DATA EXTRACT
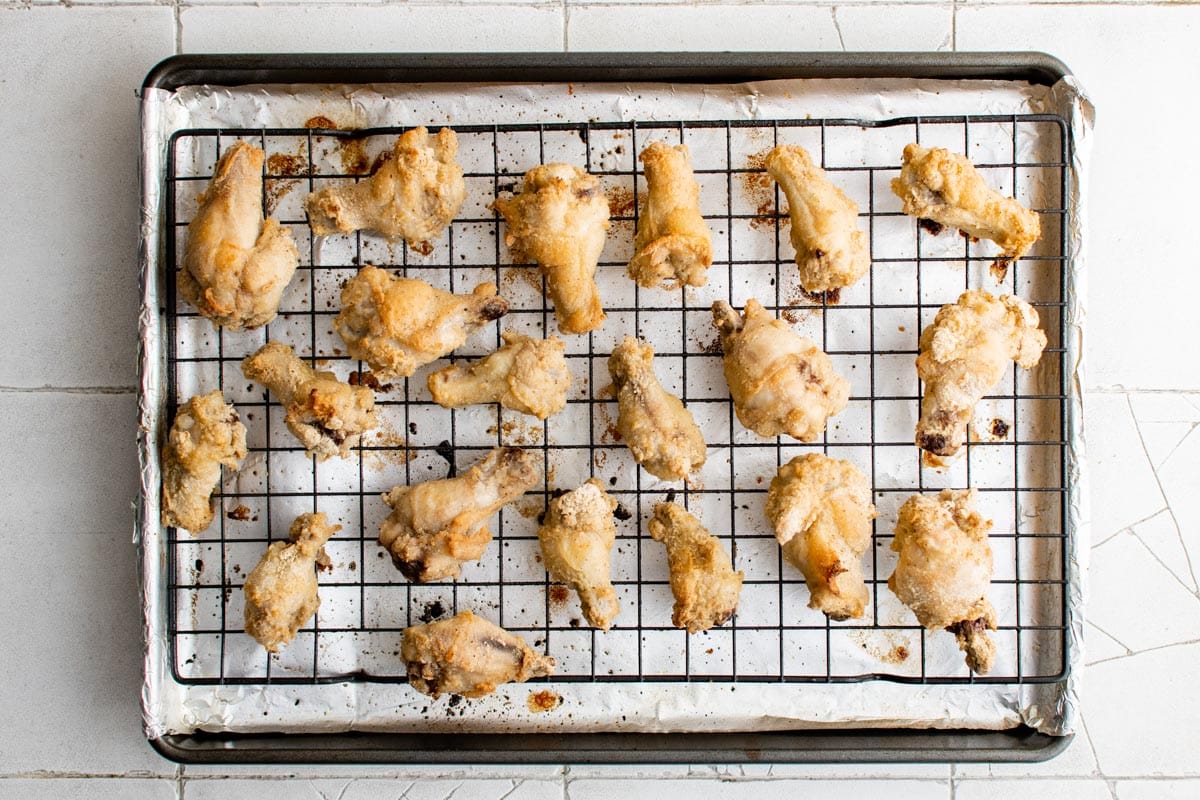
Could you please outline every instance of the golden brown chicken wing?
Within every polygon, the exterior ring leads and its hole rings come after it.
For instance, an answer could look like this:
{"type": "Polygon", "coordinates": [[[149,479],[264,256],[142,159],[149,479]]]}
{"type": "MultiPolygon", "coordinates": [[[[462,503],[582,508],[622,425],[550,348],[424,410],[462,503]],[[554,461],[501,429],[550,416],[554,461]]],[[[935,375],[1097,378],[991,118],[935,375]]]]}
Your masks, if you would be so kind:
{"type": "Polygon", "coordinates": [[[488,517],[541,480],[538,461],[533,452],[497,447],[457,477],[397,486],[383,495],[391,515],[379,543],[409,581],[458,577],[462,564],[478,560],[492,541],[488,517]]]}
{"type": "Polygon", "coordinates": [[[221,468],[239,469],[245,457],[246,426],[220,390],[180,405],[162,449],[162,524],[192,534],[211,525],[221,468]]]}
{"type": "Polygon", "coordinates": [[[292,231],[263,219],[263,151],[234,143],[187,225],[179,294],[216,326],[258,327],[275,319],[298,263],[292,231]]]}
{"type": "Polygon", "coordinates": [[[871,485],[848,461],[797,456],[767,492],[767,519],[784,558],[804,573],[809,608],[829,619],[862,616],[870,594],[863,553],[871,543],[871,485]]]}
{"type": "Polygon", "coordinates": [[[457,295],[364,266],[342,288],[334,329],[352,357],[371,365],[379,380],[391,380],[412,375],[506,313],[509,303],[496,296],[493,283],[457,295]]]}
{"type": "Polygon", "coordinates": [[[542,164],[524,176],[516,197],[496,198],[504,243],[517,260],[536,261],[564,333],[587,333],[605,320],[595,271],[608,230],[600,180],[570,164],[542,164]]]}
{"type": "Polygon", "coordinates": [[[974,510],[974,489],[914,494],[900,506],[892,549],[900,553],[888,587],[929,630],[944,627],[966,652],[967,667],[991,669],[996,609],[991,584],[991,521],[974,510]]]}
{"type": "Polygon", "coordinates": [[[858,228],[858,205],[812,163],[808,150],[781,144],[767,154],[764,164],[787,196],[800,285],[829,291],[866,275],[871,247],[858,228]]]}
{"type": "Polygon", "coordinates": [[[733,408],[758,435],[815,441],[826,421],[846,408],[850,381],[834,372],[829,356],[757,300],[746,301],[742,317],[726,302],[713,303],[713,324],[733,408]]]}
{"type": "Polygon", "coordinates": [[[419,253],[445,229],[467,197],[462,167],[455,161],[458,137],[450,128],[436,136],[425,126],[396,139],[391,158],[358,184],[325,186],[305,200],[313,234],[374,230],[403,239],[419,253]]]}
{"type": "Polygon", "coordinates": [[[727,622],[738,609],[743,575],[733,571],[721,542],[674,503],[654,505],[649,530],[667,547],[676,600],[671,624],[697,633],[727,622]]]}
{"type": "Polygon", "coordinates": [[[283,422],[319,461],[347,457],[364,431],[376,425],[374,393],[350,386],[331,372],[317,371],[287,344],[268,342],[241,362],[241,372],[275,395],[283,422]]]}
{"type": "Polygon", "coordinates": [[[956,453],[976,403],[1000,383],[1009,362],[1031,369],[1045,345],[1038,312],[1020,297],[996,299],[972,289],[942,306],[920,332],[917,375],[925,381],[925,393],[917,446],[937,456],[956,453]]]}
{"type": "Polygon", "coordinates": [[[554,660],[470,612],[406,627],[400,657],[408,682],[422,694],[482,697],[500,684],[554,674],[554,660]]]}
{"type": "Polygon", "coordinates": [[[502,337],[504,347],[490,356],[431,373],[433,402],[445,408],[499,403],[539,420],[562,411],[571,387],[562,339],[534,339],[516,331],[502,337]]]}
{"type": "Polygon", "coordinates": [[[546,519],[538,528],[541,558],[550,577],[575,589],[584,619],[605,631],[620,612],[610,575],[612,546],[617,541],[617,525],[612,521],[616,510],[617,501],[593,477],[551,500],[546,519]]]}
{"type": "Polygon", "coordinates": [[[246,633],[269,652],[295,638],[320,606],[316,566],[328,565],[325,542],[342,529],[323,513],[302,513],[292,523],[288,542],[271,542],[246,576],[246,633]]]}
{"type": "Polygon", "coordinates": [[[652,142],[638,161],[646,166],[647,194],[629,277],[648,289],[704,285],[713,265],[713,231],[700,213],[688,145],[652,142]]]}
{"type": "Polygon", "coordinates": [[[678,397],[654,374],[654,348],[632,336],[617,345],[608,373],[617,389],[617,431],[634,461],[664,481],[678,481],[704,465],[704,437],[678,397]]]}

WHAT YOU ARE ASKED TO DO
Copy every item above word for word, but leave out the pictures.

TASK RESPONSE
Could you please outline every instance of the golden brown chicken wing?
Within every polygon, the exterior ring leads and its hole rings come after it.
For instance, an answer could look like this:
{"type": "Polygon", "coordinates": [[[149,479],[264,256],[142,159],[149,479]]]}
{"type": "MultiPolygon", "coordinates": [[[[462,503],[582,508],[622,425],[550,348],[424,410],[462,503]],[[554,461],[501,429],[550,416],[554,461]]],[[[935,375],[1097,378],[991,118],[935,375]]]]}
Your masks, if you would be so kind:
{"type": "Polygon", "coordinates": [[[488,517],[541,480],[538,461],[533,452],[497,447],[457,477],[397,486],[383,495],[391,515],[379,543],[409,581],[458,577],[462,564],[478,560],[492,541],[488,517]]]}
{"type": "Polygon", "coordinates": [[[221,468],[239,469],[245,457],[246,426],[220,390],[180,405],[162,449],[162,524],[192,534],[211,525],[221,468]]]}
{"type": "Polygon", "coordinates": [[[292,231],[263,219],[263,151],[234,143],[187,225],[179,294],[216,326],[258,327],[275,319],[298,263],[292,231]]]}
{"type": "Polygon", "coordinates": [[[871,485],[848,461],[797,456],[767,492],[767,519],[784,558],[804,573],[809,608],[829,619],[862,616],[870,594],[863,553],[871,543],[871,485]]]}
{"type": "Polygon", "coordinates": [[[457,295],[364,266],[342,288],[334,329],[352,357],[371,365],[379,380],[391,380],[412,375],[506,313],[509,303],[496,296],[493,283],[457,295]]]}
{"type": "Polygon", "coordinates": [[[542,164],[524,176],[516,197],[496,198],[504,243],[517,260],[536,261],[564,333],[587,333],[605,320],[595,271],[608,230],[600,180],[570,164],[542,164]]]}
{"type": "Polygon", "coordinates": [[[974,510],[974,489],[914,494],[900,506],[892,549],[900,553],[888,587],[929,630],[944,627],[966,652],[967,667],[991,669],[996,609],[991,584],[991,521],[974,510]]]}
{"type": "Polygon", "coordinates": [[[858,228],[858,205],[812,163],[808,150],[781,144],[767,154],[764,164],[787,196],[800,285],[829,291],[866,275],[871,247],[858,228]]]}
{"type": "Polygon", "coordinates": [[[733,408],[758,435],[815,441],[826,421],[846,408],[850,381],[834,372],[829,356],[757,300],[746,301],[742,317],[726,302],[713,303],[713,324],[733,408]]]}
{"type": "Polygon", "coordinates": [[[419,253],[445,229],[467,197],[462,167],[455,161],[458,137],[450,128],[436,136],[425,126],[396,139],[391,158],[358,184],[325,186],[305,200],[313,234],[374,230],[403,239],[419,253]]]}
{"type": "Polygon", "coordinates": [[[727,622],[738,609],[743,575],[733,571],[721,542],[674,503],[654,505],[649,530],[667,547],[676,600],[671,624],[697,633],[727,622]]]}
{"type": "Polygon", "coordinates": [[[283,422],[319,461],[347,457],[364,431],[376,425],[374,393],[350,386],[331,372],[317,371],[287,344],[268,342],[241,362],[241,372],[275,395],[283,422]]]}
{"type": "Polygon", "coordinates": [[[956,453],[976,403],[1000,383],[1009,362],[1031,369],[1045,345],[1038,312],[1020,297],[996,299],[972,289],[942,306],[920,332],[917,375],[925,381],[925,393],[917,446],[937,456],[956,453]]]}
{"type": "Polygon", "coordinates": [[[554,660],[470,612],[406,627],[400,657],[408,682],[422,694],[482,697],[500,684],[554,674],[554,660]]]}
{"type": "Polygon", "coordinates": [[[502,337],[504,347],[490,356],[431,373],[433,402],[445,408],[499,403],[539,420],[562,411],[571,387],[562,339],[534,339],[516,331],[502,337]]]}
{"type": "Polygon", "coordinates": [[[546,519],[538,528],[541,558],[550,577],[575,589],[584,619],[605,631],[620,612],[610,575],[612,546],[617,541],[617,525],[612,521],[616,510],[617,501],[593,477],[551,500],[546,519]]]}
{"type": "Polygon", "coordinates": [[[246,633],[269,652],[295,638],[320,606],[316,566],[328,565],[325,542],[342,529],[323,513],[302,513],[292,523],[288,542],[271,542],[246,576],[246,633]]]}
{"type": "Polygon", "coordinates": [[[652,142],[638,161],[646,166],[647,194],[629,277],[648,289],[704,285],[713,265],[713,231],[700,213],[688,145],[652,142]]]}
{"type": "Polygon", "coordinates": [[[678,397],[654,374],[654,348],[632,336],[617,345],[608,373],[617,389],[617,431],[634,461],[664,481],[678,481],[704,465],[704,437],[678,397]]]}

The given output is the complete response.